• **Dataset extract**

# # #

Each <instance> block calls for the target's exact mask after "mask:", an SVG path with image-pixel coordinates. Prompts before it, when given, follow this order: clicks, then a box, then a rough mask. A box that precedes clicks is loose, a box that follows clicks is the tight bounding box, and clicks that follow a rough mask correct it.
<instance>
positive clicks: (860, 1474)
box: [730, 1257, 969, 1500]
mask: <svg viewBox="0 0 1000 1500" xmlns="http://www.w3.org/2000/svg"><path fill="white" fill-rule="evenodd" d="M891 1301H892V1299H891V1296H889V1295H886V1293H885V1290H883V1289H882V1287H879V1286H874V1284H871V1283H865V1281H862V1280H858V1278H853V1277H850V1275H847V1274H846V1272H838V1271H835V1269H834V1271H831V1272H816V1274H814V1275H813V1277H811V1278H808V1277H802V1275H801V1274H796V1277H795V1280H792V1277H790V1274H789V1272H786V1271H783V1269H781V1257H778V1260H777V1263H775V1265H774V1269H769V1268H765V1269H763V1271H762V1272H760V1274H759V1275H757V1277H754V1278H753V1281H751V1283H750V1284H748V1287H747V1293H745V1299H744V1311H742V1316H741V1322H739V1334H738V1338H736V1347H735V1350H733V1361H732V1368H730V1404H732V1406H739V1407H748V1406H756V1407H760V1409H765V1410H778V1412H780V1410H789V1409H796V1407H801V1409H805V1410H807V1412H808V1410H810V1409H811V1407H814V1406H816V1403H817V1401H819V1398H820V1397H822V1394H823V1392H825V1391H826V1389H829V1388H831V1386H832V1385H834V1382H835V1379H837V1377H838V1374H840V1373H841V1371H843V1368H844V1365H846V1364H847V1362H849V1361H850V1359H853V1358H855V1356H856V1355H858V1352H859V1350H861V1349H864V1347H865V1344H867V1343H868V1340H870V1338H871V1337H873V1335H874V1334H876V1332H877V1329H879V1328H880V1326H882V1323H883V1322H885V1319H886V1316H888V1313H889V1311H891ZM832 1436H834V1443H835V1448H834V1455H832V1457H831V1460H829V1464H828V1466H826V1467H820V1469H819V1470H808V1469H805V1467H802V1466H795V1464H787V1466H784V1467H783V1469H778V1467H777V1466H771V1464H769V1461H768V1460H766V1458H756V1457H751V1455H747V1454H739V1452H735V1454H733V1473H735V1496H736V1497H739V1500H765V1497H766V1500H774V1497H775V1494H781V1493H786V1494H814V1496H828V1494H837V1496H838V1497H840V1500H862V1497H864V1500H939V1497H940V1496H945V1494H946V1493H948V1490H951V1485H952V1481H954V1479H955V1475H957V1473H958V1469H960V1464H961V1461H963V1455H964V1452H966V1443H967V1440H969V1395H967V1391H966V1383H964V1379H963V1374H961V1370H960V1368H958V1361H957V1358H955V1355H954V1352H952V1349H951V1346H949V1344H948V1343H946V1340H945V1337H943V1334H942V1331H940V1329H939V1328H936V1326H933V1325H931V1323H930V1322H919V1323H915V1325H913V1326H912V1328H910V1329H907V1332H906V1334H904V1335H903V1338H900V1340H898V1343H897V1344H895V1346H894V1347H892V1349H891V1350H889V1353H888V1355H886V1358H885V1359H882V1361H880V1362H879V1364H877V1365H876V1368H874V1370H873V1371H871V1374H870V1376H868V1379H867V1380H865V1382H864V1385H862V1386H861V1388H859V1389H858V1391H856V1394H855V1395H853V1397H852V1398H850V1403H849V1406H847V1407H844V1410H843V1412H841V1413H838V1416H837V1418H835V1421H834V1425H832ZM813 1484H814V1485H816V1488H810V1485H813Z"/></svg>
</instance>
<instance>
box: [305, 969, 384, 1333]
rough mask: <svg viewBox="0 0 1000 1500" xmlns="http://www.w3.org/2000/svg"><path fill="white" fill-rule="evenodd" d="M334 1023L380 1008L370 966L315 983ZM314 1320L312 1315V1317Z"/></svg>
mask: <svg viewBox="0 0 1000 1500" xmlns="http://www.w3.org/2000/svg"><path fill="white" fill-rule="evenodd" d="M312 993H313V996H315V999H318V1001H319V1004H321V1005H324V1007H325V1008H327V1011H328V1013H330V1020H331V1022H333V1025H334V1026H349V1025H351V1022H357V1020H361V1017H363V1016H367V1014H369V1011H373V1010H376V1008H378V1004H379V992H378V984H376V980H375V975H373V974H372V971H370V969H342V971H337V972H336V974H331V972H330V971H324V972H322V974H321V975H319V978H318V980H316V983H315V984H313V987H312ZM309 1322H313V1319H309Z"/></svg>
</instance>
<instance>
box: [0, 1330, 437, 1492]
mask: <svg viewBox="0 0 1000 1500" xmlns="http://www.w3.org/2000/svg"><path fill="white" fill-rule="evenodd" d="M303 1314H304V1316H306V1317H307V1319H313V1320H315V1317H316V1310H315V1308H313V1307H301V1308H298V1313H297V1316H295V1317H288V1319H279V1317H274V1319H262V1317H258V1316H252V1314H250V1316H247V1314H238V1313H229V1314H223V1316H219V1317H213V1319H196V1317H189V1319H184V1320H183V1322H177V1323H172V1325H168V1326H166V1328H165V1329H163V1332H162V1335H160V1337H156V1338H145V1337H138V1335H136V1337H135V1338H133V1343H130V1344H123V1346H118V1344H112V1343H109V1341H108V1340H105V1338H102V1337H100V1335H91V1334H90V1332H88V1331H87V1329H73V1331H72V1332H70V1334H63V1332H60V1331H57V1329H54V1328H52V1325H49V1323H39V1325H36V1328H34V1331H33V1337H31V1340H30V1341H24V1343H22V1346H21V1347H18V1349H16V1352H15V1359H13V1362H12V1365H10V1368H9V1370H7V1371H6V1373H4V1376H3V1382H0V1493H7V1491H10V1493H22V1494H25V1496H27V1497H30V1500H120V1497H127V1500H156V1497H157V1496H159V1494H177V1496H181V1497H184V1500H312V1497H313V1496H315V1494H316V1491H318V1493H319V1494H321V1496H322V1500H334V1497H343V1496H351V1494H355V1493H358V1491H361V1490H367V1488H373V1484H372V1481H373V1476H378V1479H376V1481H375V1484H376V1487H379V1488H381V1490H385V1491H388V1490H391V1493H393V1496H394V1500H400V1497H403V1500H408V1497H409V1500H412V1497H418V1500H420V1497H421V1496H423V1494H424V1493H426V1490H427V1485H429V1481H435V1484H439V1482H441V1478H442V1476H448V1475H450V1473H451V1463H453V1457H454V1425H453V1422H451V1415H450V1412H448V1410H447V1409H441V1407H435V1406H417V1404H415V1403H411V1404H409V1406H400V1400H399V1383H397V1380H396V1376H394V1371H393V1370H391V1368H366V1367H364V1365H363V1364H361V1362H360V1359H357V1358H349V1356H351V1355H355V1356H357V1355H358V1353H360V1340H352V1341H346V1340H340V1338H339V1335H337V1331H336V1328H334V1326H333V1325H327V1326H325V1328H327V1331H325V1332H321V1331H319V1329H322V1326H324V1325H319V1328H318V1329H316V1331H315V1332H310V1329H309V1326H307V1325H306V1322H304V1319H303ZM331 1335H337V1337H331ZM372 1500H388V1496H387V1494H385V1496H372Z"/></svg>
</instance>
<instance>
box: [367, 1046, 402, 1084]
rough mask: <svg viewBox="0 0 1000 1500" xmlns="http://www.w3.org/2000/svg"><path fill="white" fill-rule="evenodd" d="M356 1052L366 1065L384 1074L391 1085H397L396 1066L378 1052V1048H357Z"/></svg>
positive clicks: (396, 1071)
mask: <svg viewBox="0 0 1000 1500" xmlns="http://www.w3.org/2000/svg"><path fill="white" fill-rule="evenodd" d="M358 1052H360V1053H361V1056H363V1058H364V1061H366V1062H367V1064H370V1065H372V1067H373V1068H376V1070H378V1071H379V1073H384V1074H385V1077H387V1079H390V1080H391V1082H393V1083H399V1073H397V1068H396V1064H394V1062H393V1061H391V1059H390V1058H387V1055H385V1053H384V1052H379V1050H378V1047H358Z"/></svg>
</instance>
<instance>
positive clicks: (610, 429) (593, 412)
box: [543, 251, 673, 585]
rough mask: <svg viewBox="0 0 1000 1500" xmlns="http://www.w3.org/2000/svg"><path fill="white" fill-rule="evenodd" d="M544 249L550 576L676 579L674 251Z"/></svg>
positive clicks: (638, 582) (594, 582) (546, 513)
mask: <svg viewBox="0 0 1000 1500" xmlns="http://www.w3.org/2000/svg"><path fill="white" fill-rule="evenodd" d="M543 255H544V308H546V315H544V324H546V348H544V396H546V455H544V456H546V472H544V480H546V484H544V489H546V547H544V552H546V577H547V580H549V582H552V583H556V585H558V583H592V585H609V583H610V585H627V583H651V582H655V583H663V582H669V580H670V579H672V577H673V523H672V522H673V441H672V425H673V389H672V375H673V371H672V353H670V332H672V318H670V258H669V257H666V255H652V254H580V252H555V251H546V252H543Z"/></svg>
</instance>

# # #

• **Directions**
Reply with exactly the lines above from the one that contains "1052L366 1065L384 1074L391" through the final line of the material, and with nothing else.

• **Exercise response**
rough mask: <svg viewBox="0 0 1000 1500" xmlns="http://www.w3.org/2000/svg"><path fill="white" fill-rule="evenodd" d="M356 1052L366 1065L384 1074L391 1085H397L396 1066L378 1052V1048H357Z"/></svg>
positive clicks: (396, 1071)
mask: <svg viewBox="0 0 1000 1500" xmlns="http://www.w3.org/2000/svg"><path fill="white" fill-rule="evenodd" d="M358 1052H360V1053H361V1056H363V1058H364V1061H366V1062H367V1064H370V1065H372V1067H373V1068H376V1070H378V1071H379V1073H384V1074H385V1077H387V1079H390V1080H391V1082H393V1083H399V1073H397V1068H396V1064H394V1062H393V1061H391V1059H390V1058H387V1055H385V1053H384V1052H379V1050H378V1047H358Z"/></svg>
</instance>
<instance>
positive clicks: (610, 429) (593, 412)
box: [543, 251, 673, 585]
rough mask: <svg viewBox="0 0 1000 1500" xmlns="http://www.w3.org/2000/svg"><path fill="white" fill-rule="evenodd" d="M544 249L550 576L676 579L674 251Z"/></svg>
positive clicks: (638, 582) (594, 582) (546, 513)
mask: <svg viewBox="0 0 1000 1500" xmlns="http://www.w3.org/2000/svg"><path fill="white" fill-rule="evenodd" d="M543 255H544V308H546V315H544V324H546V348H544V396H546V455H544V456H546V472H544V480H546V484H544V489H546V547H544V552H546V577H547V580H549V582H552V583H556V585H558V583H592V585H609V583H610V585H627V583H651V582H655V583H663V582H669V580H670V579H672V577H673V523H672V522H673V441H672V425H673V389H672V375H673V371H672V353H670V332H672V318H670V258H669V257H666V255H652V254H580V252H555V251H546V252H543Z"/></svg>
</instance>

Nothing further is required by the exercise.